Data for processing:
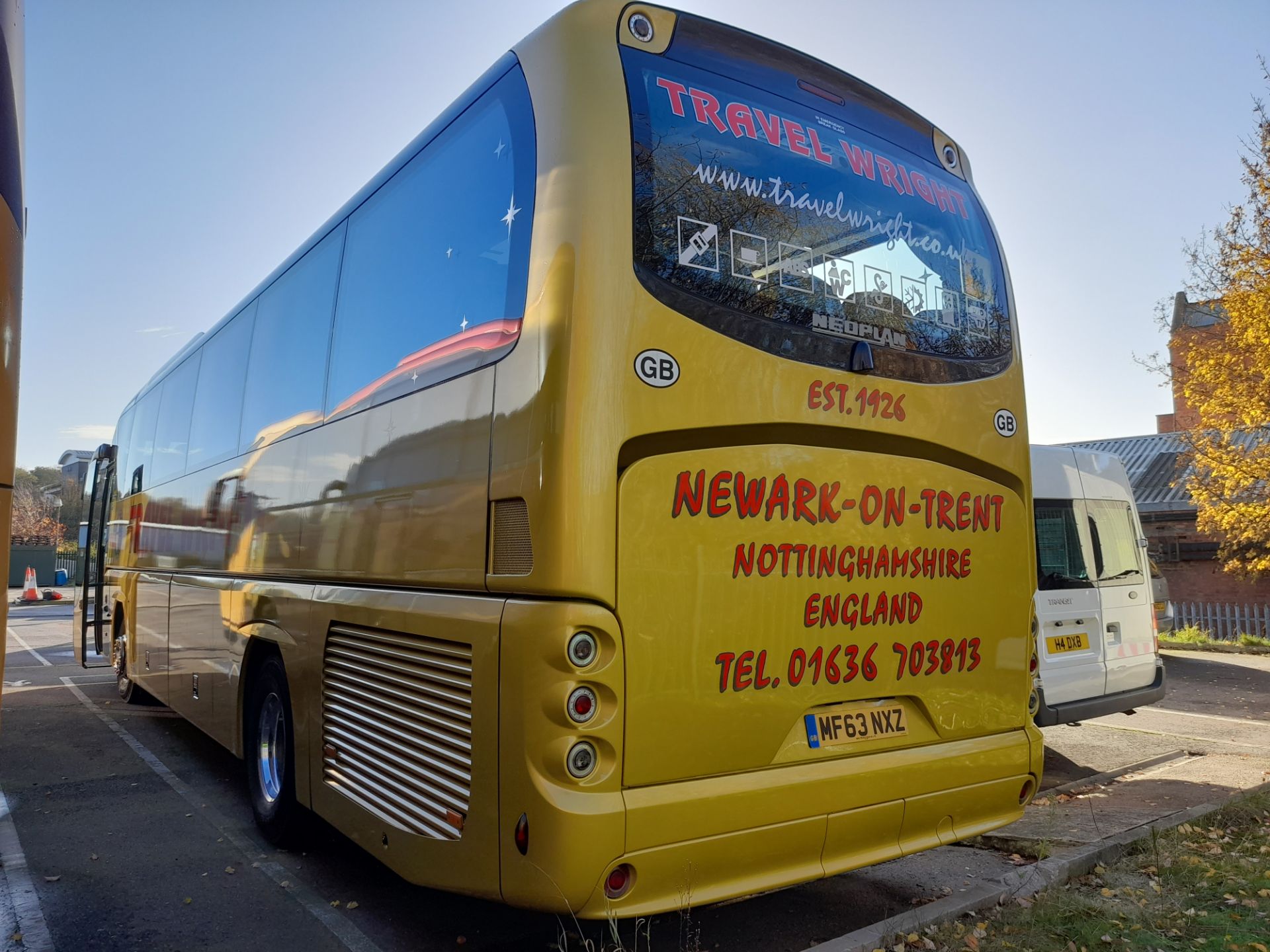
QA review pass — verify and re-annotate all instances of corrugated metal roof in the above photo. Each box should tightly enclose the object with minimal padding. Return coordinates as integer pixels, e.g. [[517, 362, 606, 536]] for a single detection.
[[1067, 426, 1270, 513]]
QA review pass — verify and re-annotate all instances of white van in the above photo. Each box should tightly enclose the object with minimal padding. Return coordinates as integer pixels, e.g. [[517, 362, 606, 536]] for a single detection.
[[1031, 446, 1165, 726]]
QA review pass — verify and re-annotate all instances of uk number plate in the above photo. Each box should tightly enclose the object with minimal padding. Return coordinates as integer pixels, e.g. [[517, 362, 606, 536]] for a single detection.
[[802, 705, 908, 748], [1045, 631, 1089, 655]]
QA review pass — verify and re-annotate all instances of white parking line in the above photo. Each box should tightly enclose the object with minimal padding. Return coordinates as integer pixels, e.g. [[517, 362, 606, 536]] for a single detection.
[[1085, 721, 1266, 752], [0, 791, 54, 952], [9, 628, 54, 668], [1151, 705, 1266, 723], [61, 678, 380, 952]]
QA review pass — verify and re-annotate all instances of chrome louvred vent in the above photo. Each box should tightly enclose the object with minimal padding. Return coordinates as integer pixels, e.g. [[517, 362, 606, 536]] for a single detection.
[[323, 625, 472, 839]]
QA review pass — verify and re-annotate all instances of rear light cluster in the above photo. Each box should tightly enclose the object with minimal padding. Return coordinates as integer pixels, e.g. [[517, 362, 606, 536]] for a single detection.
[[565, 631, 599, 781], [1019, 777, 1037, 806], [605, 863, 635, 898], [569, 686, 599, 723]]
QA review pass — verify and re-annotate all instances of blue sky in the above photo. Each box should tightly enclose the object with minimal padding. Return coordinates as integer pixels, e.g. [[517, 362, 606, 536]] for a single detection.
[[18, 0, 1270, 467]]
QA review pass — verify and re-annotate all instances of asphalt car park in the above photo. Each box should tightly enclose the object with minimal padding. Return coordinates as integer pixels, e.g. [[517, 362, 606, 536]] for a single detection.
[[0, 606, 1270, 952]]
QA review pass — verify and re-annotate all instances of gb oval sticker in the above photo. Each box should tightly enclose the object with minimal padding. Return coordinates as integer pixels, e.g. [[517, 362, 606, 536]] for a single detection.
[[635, 350, 679, 387]]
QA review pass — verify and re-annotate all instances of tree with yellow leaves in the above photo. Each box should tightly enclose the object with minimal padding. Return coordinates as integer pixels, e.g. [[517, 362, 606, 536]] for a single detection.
[[1169, 60, 1270, 578]]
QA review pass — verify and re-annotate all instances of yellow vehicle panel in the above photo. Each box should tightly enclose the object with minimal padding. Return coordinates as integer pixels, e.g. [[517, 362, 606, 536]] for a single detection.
[[617, 444, 1030, 785]]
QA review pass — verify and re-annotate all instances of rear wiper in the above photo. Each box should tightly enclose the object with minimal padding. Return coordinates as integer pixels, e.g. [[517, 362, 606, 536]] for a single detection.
[[1039, 573, 1093, 590], [1099, 569, 1142, 581]]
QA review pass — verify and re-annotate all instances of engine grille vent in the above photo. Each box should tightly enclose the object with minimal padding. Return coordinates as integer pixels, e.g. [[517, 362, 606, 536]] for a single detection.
[[323, 625, 472, 839], [490, 499, 533, 575]]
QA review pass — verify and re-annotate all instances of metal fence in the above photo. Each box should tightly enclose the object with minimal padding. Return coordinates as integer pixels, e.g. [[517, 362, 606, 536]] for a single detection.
[[1173, 602, 1270, 641], [54, 555, 79, 585]]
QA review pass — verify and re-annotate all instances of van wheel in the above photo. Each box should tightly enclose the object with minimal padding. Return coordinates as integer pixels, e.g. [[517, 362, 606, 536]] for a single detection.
[[243, 655, 300, 846], [110, 626, 146, 705]]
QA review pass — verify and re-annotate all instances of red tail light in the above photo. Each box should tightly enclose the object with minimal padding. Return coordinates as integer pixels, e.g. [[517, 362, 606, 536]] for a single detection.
[[1019, 777, 1035, 803], [569, 687, 599, 723], [513, 814, 530, 855], [605, 863, 635, 898]]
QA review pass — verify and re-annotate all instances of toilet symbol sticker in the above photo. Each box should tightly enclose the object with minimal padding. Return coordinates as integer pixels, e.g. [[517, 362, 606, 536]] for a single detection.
[[824, 258, 856, 301], [940, 288, 961, 327], [677, 214, 719, 272], [779, 241, 812, 294], [865, 264, 896, 311], [729, 229, 767, 284], [899, 277, 926, 317]]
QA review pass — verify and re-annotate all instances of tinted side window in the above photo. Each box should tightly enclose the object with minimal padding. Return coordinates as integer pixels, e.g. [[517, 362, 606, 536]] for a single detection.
[[150, 350, 198, 486], [113, 407, 136, 500], [1085, 499, 1143, 585], [326, 67, 536, 416], [185, 301, 255, 472], [239, 225, 344, 452], [1035, 499, 1093, 590], [123, 387, 163, 495]]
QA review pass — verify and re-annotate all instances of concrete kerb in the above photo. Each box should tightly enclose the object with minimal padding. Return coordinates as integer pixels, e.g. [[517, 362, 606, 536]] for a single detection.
[[1037, 749, 1186, 800], [809, 782, 1270, 952]]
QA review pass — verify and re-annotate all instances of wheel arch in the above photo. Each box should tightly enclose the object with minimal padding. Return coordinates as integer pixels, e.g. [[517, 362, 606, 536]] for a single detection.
[[232, 621, 310, 806]]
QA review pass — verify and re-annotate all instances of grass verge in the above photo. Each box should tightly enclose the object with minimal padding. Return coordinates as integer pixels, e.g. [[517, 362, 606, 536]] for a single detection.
[[884, 793, 1270, 952], [1160, 626, 1270, 655]]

Task instructions: Reproduce every one of the lines above word for word, omitting the pictures.

Response to the exercise:
QA review pass — verify and re-annotate all instances of corrugated metal roof in the above photo. Each box should tightly enclose the object with minimal padding. Return coordinates as integer pixels, e.g. [[517, 362, 606, 536]] for a single detection.
[[1067, 426, 1270, 513]]
QA review pass — verify and re-annotate all instances of white van in the above photo. Each box should tightly enclose the object with minimal padding. Return coordinates as integer pixels, e.g. [[517, 362, 606, 536]] for a single detection.
[[1031, 446, 1165, 726]]
QA review pass — verify and re-annotate all instances of uk number plate in the above photo. Each box should tightly enclose the object with minimal padding. Return coordinates as integer pixels, e.g. [[517, 362, 606, 536]] for a single detection.
[[802, 705, 908, 748], [1045, 631, 1089, 655]]
QA review pass — verify and re-annotate all instances of white parking line in the above photo. Each box should tightly enclose the object with minimal padding. Return coordinates as integer pixels, e.g. [[517, 362, 606, 536]] for a single detection.
[[1085, 721, 1266, 752], [0, 791, 54, 952], [9, 628, 54, 668], [1151, 705, 1266, 723], [61, 678, 380, 952]]
QA review pass — verify and re-annotate all instances of chrome louvred vent in the above photo. Each box should tightly enclose the object with minimal padding. Return coordinates as integer pixels, e.g. [[517, 362, 606, 536]] for a single detection.
[[323, 625, 472, 839]]
QA review pass — verify and re-annotate all instances of rear light cluster in the above photo. Each box should tightly enclose the object with minimal padding. Return coordinates as integer pixels, e.g. [[517, 362, 606, 536]] for a single detection.
[[565, 631, 599, 781], [1019, 777, 1037, 806], [605, 863, 635, 898], [569, 686, 599, 723]]
QA review pass — verify and re-annotate all instances of blue sky in the above photo. Each box should tightly enclose the object with minimal padding. Return coordinates as integer pixels, e.g. [[517, 362, 606, 536]] for a single detection.
[[18, 0, 1270, 467]]
QA review pass — verify and re-annotate all instances of asphalt car park in the above photo. Each box should tightly enclose the object with minimal padding. Return coordinates as integer pixels, e.g. [[517, 362, 606, 536]] for a single detection.
[[0, 606, 1270, 952]]
QA review pass — verify and re-annotate all instances of gb oval sticker in the above photo. Each box should tightly enclose the object with minimal padding. Return coordinates as integer pixels, e.g. [[517, 362, 606, 536]] for a single detection.
[[635, 350, 679, 387]]
QA review pass — verify and re-annotate all instances of tree with yellow leaves in the above photo. Each box should tightly enclose the object with minimal padding. Return coordinates as integer pixels, e.g. [[517, 362, 606, 536]] for a single detection.
[[1169, 60, 1270, 578]]
QA review pass — verify and re-annotate all instances of yellow vehicle panel in the above photo. Each box should tightly enclose the object with minimal padding. Return coordinates as integer pixels, e.g. [[517, 362, 606, 536]] for a single detection.
[[617, 444, 1030, 785]]
QA review pass — verify and re-annotate all instances of rear wiper in the above photo. Each box should tightly enclose the object with minimal padding. Return coordinates as integer pixels, e.g. [[517, 362, 606, 536]] for a single detection.
[[1039, 573, 1093, 590], [1099, 569, 1142, 581]]
QA review pass — verify and re-annotate all instances of engine grille vent in the above photo. Each box should tightly enclose the object with minimal padding. Return coordinates as integer pixels, e.g. [[517, 362, 606, 536]] for a single detection.
[[323, 625, 472, 839], [490, 499, 533, 575]]
QA review pass — verify and re-annotate all instances of metal fence in the above photo. Each box should tightly enclose the object with minimal padding. Return coordinates as integer pixels, e.g. [[517, 362, 606, 536]] for a single detection.
[[1173, 602, 1270, 641], [54, 555, 79, 585]]
QA review pass — verify and re-annotate all instances of van wheel in the above photo. Each box should tightly enclose the object with minimal padding. Return coordinates as integer pixels, e.g. [[517, 362, 606, 536]] for a single detection.
[[243, 655, 300, 846], [110, 626, 146, 705]]
QA review pass — verify and re-annotate all instances of red tail light in the above photo. Each box should tightly enclose the object with minimal padding. Return coordinates as integer pixels, e.g. [[517, 362, 606, 536]] for a single detection.
[[1019, 777, 1035, 803], [569, 687, 599, 723], [513, 814, 530, 855], [605, 863, 635, 898]]
QA review pass — verify and re-annotate all instances of toilet symbol sticker in the above photo. Each box should tightly enclose the object with minimal padding. Return coordinates as integer pixels, e.g. [[517, 362, 606, 536]] for a single detection.
[[824, 258, 856, 301], [940, 288, 961, 327], [677, 214, 719, 272], [779, 241, 812, 294], [865, 264, 896, 311], [729, 229, 767, 284], [899, 277, 926, 317]]
QA review pass — verify and re-annotate all instances of tinted side window in the above photo. Each box should tightly enclose the object with minimal padding. Return coordinates as integer pixels, e.g. [[517, 362, 606, 536]] for a single detection.
[[150, 350, 198, 486], [113, 407, 136, 500], [1085, 499, 1143, 585], [326, 67, 536, 416], [185, 301, 255, 472], [239, 225, 344, 452], [1035, 499, 1093, 590], [123, 387, 163, 495]]
QA review pass — verify and re-annotate all instances of concrete kerb in the above photo. Each box should tightly enclose the object with minimal padding. Return coordinates as integer pixels, e.g. [[517, 362, 606, 536]] for a single detection.
[[1037, 749, 1186, 800], [809, 782, 1270, 952]]
QA review pass — verify and re-annotate all instances of wheel arch in the above photo. Each box should tightly enclose the object with minimal padding. Return coordinates as integer pixels, e.g. [[517, 362, 606, 536]] for a single detection.
[[232, 621, 310, 806]]
QA review pass — verify and re-annotate all instances of grass verge in the above photo. Each box should tightly enclose the object with minimal padding. Return coordinates as integer pixels, e.g. [[517, 362, 606, 536]] for a single detection.
[[884, 793, 1270, 952], [1160, 626, 1270, 655]]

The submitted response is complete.